Saved entries:
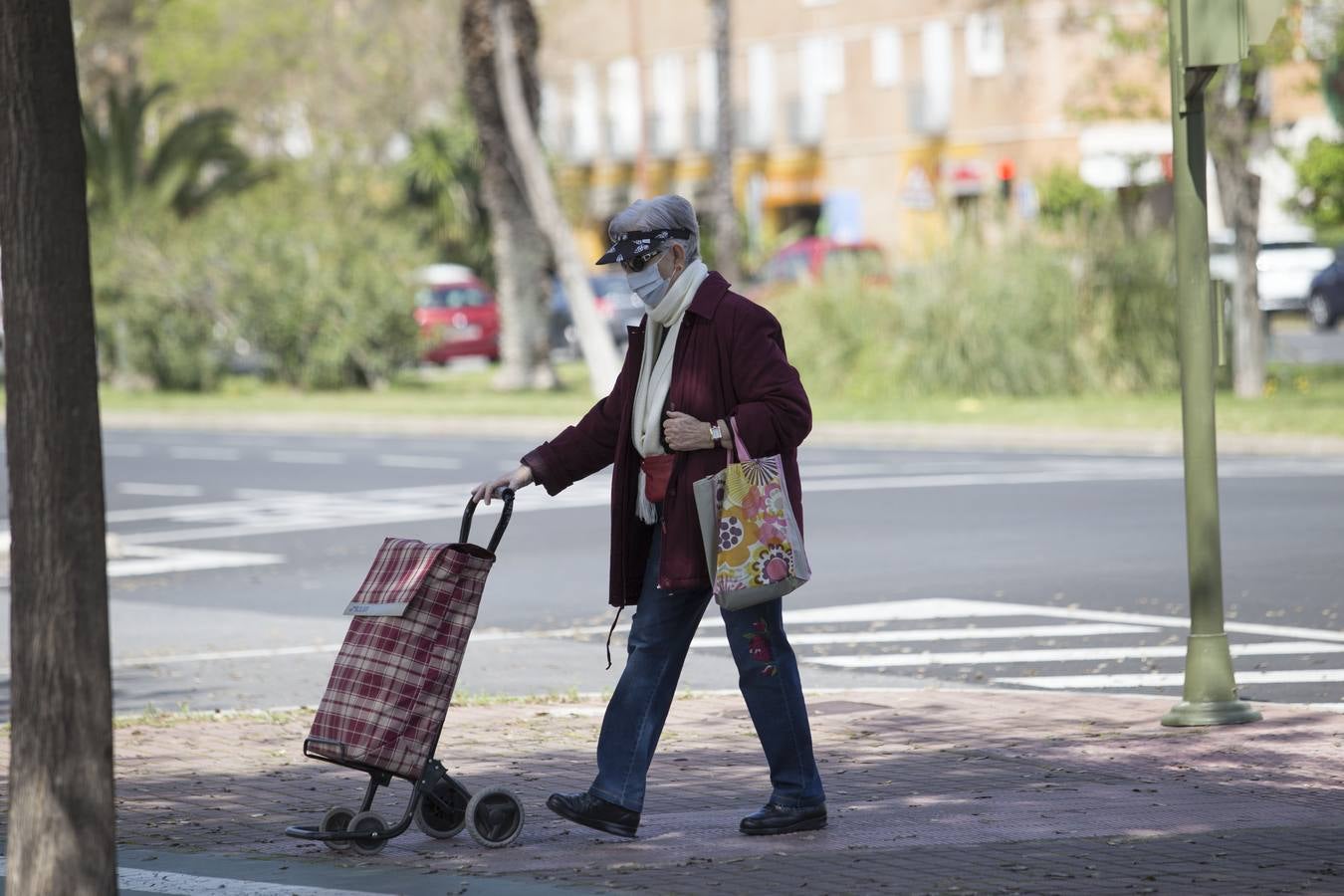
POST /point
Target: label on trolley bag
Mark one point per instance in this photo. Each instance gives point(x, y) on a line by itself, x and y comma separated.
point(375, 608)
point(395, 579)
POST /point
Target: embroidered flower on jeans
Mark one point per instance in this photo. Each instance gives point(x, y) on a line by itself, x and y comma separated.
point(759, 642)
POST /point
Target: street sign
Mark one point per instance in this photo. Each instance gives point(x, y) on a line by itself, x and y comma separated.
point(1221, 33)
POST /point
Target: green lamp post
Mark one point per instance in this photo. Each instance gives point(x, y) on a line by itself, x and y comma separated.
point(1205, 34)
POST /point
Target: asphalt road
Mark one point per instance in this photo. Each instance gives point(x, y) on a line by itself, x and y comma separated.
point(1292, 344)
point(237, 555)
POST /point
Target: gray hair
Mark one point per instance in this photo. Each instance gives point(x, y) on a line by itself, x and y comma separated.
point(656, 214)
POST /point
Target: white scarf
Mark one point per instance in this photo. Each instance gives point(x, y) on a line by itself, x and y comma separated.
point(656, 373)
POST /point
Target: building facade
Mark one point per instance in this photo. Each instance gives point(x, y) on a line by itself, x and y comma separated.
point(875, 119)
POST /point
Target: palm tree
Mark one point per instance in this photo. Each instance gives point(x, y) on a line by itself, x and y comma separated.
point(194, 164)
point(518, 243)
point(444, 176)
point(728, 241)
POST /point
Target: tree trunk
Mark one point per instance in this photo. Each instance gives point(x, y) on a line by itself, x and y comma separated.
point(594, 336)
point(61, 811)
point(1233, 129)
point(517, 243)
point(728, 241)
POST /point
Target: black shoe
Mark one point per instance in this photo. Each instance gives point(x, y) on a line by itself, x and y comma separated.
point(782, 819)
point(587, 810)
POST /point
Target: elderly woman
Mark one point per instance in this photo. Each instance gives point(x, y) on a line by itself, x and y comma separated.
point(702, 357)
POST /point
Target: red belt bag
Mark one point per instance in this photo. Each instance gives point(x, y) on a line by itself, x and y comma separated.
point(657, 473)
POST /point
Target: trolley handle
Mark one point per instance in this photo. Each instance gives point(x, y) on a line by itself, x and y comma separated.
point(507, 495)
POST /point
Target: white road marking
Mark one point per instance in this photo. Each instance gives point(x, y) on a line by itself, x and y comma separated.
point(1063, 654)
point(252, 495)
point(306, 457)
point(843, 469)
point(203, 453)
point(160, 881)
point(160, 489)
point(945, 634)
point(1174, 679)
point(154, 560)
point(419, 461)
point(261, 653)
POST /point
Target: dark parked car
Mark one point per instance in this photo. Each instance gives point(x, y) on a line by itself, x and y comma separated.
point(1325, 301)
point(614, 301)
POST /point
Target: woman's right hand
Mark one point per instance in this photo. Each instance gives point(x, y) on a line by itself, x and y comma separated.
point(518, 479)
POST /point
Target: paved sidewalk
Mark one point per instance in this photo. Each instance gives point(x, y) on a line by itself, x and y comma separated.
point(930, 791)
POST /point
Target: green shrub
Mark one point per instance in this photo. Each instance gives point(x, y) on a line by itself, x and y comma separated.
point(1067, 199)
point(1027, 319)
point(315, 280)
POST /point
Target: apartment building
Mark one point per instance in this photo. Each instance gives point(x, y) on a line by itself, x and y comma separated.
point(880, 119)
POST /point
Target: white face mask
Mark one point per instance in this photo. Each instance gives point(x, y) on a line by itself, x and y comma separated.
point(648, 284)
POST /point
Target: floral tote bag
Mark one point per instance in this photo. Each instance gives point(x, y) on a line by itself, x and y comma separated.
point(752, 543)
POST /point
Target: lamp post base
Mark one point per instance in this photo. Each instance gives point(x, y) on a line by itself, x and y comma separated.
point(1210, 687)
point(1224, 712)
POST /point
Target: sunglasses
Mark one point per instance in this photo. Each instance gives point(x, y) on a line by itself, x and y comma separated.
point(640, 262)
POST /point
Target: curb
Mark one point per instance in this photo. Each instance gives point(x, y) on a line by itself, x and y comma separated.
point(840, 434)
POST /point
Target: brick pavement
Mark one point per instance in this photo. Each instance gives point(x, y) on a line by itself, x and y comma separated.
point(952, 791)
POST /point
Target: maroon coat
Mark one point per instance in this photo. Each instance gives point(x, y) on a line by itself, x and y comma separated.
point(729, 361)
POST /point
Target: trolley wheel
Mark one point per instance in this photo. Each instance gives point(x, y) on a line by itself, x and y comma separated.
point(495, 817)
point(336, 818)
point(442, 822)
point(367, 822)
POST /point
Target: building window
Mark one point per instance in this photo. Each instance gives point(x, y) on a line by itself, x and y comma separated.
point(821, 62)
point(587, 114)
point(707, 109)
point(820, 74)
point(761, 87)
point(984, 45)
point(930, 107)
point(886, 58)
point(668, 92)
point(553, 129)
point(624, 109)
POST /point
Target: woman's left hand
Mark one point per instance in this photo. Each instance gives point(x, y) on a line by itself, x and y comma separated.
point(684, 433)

Task statement:
The lines from the start of the data through the line that contains "Target: green lamp post" are to be returned exactly, please, with both ends included and every picture left out.

Exercise output:
POST /point
Target: label on trolley bag
Mark one point per instance in this photo. Each instance gives point(x, y) on a line by itself, x and y comma separated.
point(375, 608)
point(395, 579)
POST /point
Target: embroidered flower on jeans
Mark one point per instance in this photo. Each instance gives point(x, y) on a line by itself, x and y comma separated.
point(759, 642)
POST /point
Target: street sign
Mark one point per instance in this photo. Each instance gives point(x, y) on a line by itself, x and y comma separated.
point(1221, 33)
POST /point
Target: green lamp post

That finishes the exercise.